### Brano scelto
L’Associazione si è messa volentieri a disposizione delle autorevoli istituzioni che hanno auspicato queste finalità per l’utilizzazione del bene confiscato ed è stata l’unica a partecipare al bando del Comune. C’è stato il preavviso di assegnazione ma non ancora la consegna avendo Casa Rosetta chiesto al Comune di rimuovere alcune condizioni di criticità e di vulnerabilità dell’immobile emerse e verbalizzate nel corso di un sopralluogo in dicembre.

L’Associazione fondata a Caltanissetta quasi quarant’anni fa dal benemerito e compianto don Vincenzo Sorce opera sul fronte delle dipendenze da droga e altro con tre comunità terapeutiche, e sul fronte della disabilità e della marginalità sociale con quattro centri di riabilitazione e con otto comunità alloggio nel Nisseno e in altre parti di Sicilia e d’Italia. A Gela, Casa Rosetta ha proposto la realizzazione di un centro di ascolto e di aggregazione giovanile (su modelli già sperimentati in varie città) per intervenire non soltanto nelle aree del potenziale o già manifesto disagio psicologico adolescenziale e delle dipendenze patologiche da droghe e comportamentali. Il progetto di Casa Rosetta prevede attività ludico-ricreative e di doposcuola, iniziative di educazione e promozione della salute e dell’affettività con l’obiettivo di sviluppare le abilità sociali e potenziare le abilità di vita, azioni di integrazione sociale e di sostegno contro la marginalità sociale e la povertà educativa e la dispersione scolastica.

### Dati da usare
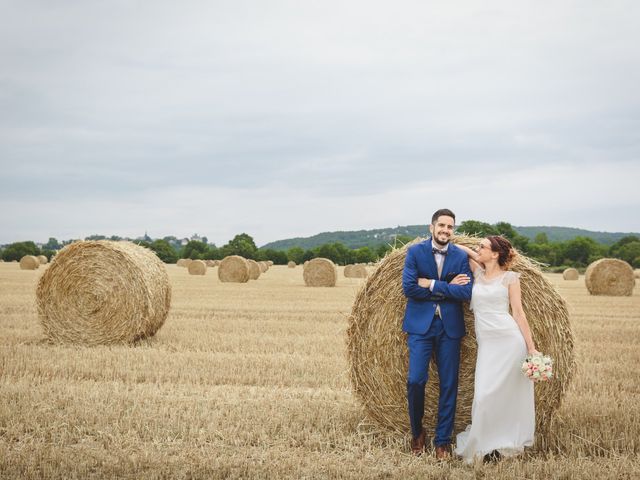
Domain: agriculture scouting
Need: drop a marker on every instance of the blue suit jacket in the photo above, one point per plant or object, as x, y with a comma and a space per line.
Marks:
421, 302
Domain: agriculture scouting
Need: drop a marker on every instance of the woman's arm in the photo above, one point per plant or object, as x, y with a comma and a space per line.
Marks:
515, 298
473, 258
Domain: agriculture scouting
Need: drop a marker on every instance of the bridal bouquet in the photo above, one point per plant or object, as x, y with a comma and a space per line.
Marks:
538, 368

### Lavoro da svolgere
• a. Mostra tutte le righe dell'elenco che contengono la stringa "every", tenendo conto di maiuscole e minuscole.
• b. Scrivi il seguito del brano su Casa Rosetta, partendo subito dopo la sua ultima frase.
Il brano e l'elenco non hanno alcun legame tra loro.

### Risposte attese
• a.
Need: drop a marker on every instance of the blue suit jacket in the photo above, one point per plant or object, as x, y with a comma and a space per line.
Need: drop a marker on every instance of the woman's arm in the photo above, one point per plant or object, as x, y with a comma and a space per line.
Need: drop a marker on every instance of the bridal bouquet in the photo above, one point per plant or object, as x, y with a comma and a space per line.

• b.
Casa Rosetta è una onlus (che non distribuisce utili ai soci, né indennità agli amministratori) con quasi quarant’anni di storia e di impegno documentato nel sociale al servizio di persone fragili, emarginate, in situazione di vulnerabilità o di bisogno, e con questa proposta di progetto non ha inteso perseguire alcuna propria utilità, economica o altra; anzi, ha messo in conto di sopportare costi con le proprie economie di gestione, e di impegnare alcune delle professionalità (psicologo, sociologo, educatore professionale, assistente sociale) già operanti in Associazione. La motivazione di questo impegno è nelle finalità statutarie e nello spirito di Casa Rosetta: l’ascolto e il sostegno di persone fragili, emarginate, in situazione di disagio, mettendo al centro dell’attività associativa la persona, la sua integralità, la relazione di “prossimo”. Tutto questo l’Associazione ha progettato di fare anche a Gela con l’intenzione non di “colonizzare” ma di operare in stretta collaborazione con la città mettendo a disposizione le proprie competenze e le proprie esperienze. E ha subito avviato contatti con esponenti del volontariato di Gela, con il laicato cattolico organizzato, con alcuni parroci, con il mondo della scuola (con il sindaco era stata già concordata una riunione con i dirigenti scolastici), con i gruppi scout, con società sportive impegnate nelle attività giovanili (perché il terreno di pertinenza della villa in assegnazione è sufficientemente ampio anche per realizzare un campo sportivo e/o altri impianti). A conclusione di questi contatti Casa Rosetta aveva in programma la costituzione di un’Associazione temporanea di scopo per formalizzare anche giuridicamente le sinergie. Queste prospettive diventano inevitabilmente più lontane dopo l’incendio doloso e i gravissimi danni (che richiederanno al Comune interventi di remissione molto onerosi e lunghi) e le pesanti criticità’.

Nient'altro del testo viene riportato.